Warhol ha eseguito autoritratti per tutta la vita, dal famoso Nosepicker del 1949, in cui si infila provocatoriamente un dito nel naso, fino alla serie del 1986, con il suo viso smunto violentato dal flash della fotografia.

Per l'artista dell'assenza di profondità e del "tutto in superficie", la scelta quasi paradossale, dato che l'autoritratto è sempre introspezione, occasione per un'indagine che va al di là della mera apparenza.

Warhol ne è cosciente, e in questa serie del 1964 polemizza con questa impostazione in due modi; in primo luogo, affidandosi per auto rappresentarsi, a una macchina, anzi alla più superficiale e meccanica delle macchine, che rende impossibile qualsiasi tipo di intervento sulla mera registrazione fotografica: un dispositivo pubblico per foto-tessere.

In secondo luogo, Warhol si fotografa con un paio di occhiali da sole, che impediscono di andare al di là, negando quindi il tradizionale stereotipo degli occhi come specchio dell'anima.




La provocazione non è, in realtà, fine a se stessa, e ha un risvolto costruttivo nella domanda che, implicitamente, rivolge allo spettatore: siete veramente sicuri che l'anima di una persona la trovi in profondità, e che per conoscerla si debba andare al di là dell'apparenza ?

"Se volete sapere tutto di Andy Warhol, non avete che da guardare la superficie dei miei quadri, i miei film e me stesso. Eccomi, nulla è nascosto", dirà altrove.

Così, anche solo restando alla superficie di queste immagini, possiamo intravedervi un uomo giovane con i capelli argentati, che si costruisce una maschera per avere qualcosa dietro a cui nascondersi, e che recita una parte per non essere costretto a rivelare se stesso.

Nel 1963, a Los Angeles, in occasione della sua seconda mostra alla Ferus Gallery, Warhol ha l'occasione di conoscere Marcel Duchamp, in California per una grande retrospettiva del suo lavoro al Pasadena Art Museum.
Trasferitosi negli Stati Uniti, come molti artisti europei durante la Seconda Guerra Mondiale, Duchamp svolgerà nel dopoguerra un ruolo di catalizzatore per la nuova generazione di artisti americani, pur nella sua apparente inattività.

Per la mostra di Pasadena, l'esponente del Dadaismo fa stampare sul manifesto un ready-make rettificato del 1923, "Wanted $ 2,000 Reward", in cui Warhol, presente all'inaugurazione ritrova non solo la sua predilezione per l'immagine meccanica, ma anche il tema dell'artista come irregolare e criminale, che avrà fortuna in tutto il Novecento.

::::::::::

- _COMPITI DA SVOLGERE_:
#1 Riscrivi il testo su Warhol in tutto ciò che va da "Così, anche solo" giù fino a "sua apparente inattività.", sostituendo "Ferus Gallery" con "Galleria Ferus".
#2 Secondo il testo su Warhol, in quale anno l'artista conosce Marcel Duchamp?

::::::::::

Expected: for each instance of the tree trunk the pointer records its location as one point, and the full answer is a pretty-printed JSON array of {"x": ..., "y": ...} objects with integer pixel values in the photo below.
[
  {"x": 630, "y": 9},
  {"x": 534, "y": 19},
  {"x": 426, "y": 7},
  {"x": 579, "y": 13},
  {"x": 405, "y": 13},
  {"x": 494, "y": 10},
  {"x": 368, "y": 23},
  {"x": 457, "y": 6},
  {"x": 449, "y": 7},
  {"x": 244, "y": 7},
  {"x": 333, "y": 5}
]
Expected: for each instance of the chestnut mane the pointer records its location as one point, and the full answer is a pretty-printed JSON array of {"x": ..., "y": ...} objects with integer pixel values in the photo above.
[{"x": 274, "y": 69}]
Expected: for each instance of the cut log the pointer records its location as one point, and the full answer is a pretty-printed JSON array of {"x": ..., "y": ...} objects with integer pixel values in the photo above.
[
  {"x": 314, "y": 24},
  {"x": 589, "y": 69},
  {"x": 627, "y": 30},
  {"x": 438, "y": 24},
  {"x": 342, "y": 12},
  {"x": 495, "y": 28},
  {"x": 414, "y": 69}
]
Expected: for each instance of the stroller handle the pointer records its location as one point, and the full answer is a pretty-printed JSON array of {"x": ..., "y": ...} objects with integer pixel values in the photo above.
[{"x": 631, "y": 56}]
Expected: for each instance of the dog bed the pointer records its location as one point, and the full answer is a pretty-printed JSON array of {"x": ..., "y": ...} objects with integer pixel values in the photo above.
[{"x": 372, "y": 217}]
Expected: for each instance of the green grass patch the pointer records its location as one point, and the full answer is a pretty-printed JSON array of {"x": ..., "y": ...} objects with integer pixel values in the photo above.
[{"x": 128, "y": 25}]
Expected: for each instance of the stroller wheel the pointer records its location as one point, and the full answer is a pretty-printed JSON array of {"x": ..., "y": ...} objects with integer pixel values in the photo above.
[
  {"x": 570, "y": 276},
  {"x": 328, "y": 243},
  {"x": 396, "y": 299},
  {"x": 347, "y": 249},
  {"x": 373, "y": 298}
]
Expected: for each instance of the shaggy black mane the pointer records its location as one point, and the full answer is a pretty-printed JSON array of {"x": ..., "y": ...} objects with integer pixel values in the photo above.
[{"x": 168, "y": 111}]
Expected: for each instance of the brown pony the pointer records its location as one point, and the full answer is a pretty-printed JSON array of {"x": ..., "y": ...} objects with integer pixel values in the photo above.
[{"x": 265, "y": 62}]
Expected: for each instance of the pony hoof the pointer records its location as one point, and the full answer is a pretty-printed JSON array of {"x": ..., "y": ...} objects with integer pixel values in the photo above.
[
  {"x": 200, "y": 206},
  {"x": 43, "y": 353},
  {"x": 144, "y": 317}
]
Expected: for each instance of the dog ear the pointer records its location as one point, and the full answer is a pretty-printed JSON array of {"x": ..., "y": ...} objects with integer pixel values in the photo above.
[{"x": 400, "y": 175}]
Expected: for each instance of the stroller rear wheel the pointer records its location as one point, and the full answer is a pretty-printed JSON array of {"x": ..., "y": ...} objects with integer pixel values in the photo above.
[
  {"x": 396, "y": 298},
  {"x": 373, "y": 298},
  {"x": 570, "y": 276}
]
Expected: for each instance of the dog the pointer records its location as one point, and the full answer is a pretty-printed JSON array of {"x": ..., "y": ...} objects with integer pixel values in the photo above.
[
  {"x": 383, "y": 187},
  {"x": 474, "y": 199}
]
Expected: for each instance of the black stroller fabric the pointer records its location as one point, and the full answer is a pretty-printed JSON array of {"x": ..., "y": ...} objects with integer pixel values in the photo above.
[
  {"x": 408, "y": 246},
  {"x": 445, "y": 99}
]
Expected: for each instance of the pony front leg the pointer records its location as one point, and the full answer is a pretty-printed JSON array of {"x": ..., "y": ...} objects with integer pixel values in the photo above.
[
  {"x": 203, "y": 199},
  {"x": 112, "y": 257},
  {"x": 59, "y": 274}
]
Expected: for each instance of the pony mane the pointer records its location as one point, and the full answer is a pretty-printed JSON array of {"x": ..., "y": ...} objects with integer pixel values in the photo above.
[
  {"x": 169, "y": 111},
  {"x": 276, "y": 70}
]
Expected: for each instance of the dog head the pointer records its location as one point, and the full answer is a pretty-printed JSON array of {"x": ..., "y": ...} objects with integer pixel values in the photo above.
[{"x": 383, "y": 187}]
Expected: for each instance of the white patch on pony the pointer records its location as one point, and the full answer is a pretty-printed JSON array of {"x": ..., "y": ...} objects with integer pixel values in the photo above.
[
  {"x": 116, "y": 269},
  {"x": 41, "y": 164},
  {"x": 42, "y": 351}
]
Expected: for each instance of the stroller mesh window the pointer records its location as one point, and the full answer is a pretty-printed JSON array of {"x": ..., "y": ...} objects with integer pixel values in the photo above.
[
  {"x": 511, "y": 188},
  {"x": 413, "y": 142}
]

::::::::::

- _RISULTATI PER COMPITO_:
#1
Così, anche solo restando alla superficie di queste immagini, possiamo intravedervi un uomo giovane con i capelli argentati, che si costruisce una maschera per avere qualcosa dietro a cui nascondersi, e che recita una parte per non essere costretto a rivelare se stesso.

Nel 1963, a Los Angeles, in occasione della sua seconda mostra alla Galleria Ferus, Warhol ha l'occasione di conoscere Marcel Duchamp, in California per una grande retrospettiva del suo lavoro al Pasadena Art Museum.
Trasferitosi negli Stati Uniti, come molti artisti europei durante la Seconda Guerra Mondiale, Duchamp svolgerà nel dopoguerra un ruolo di catalizzatore per la nuova generazione di artisti americani, pur nella sua apparente inattività.

#2 Nel 1963.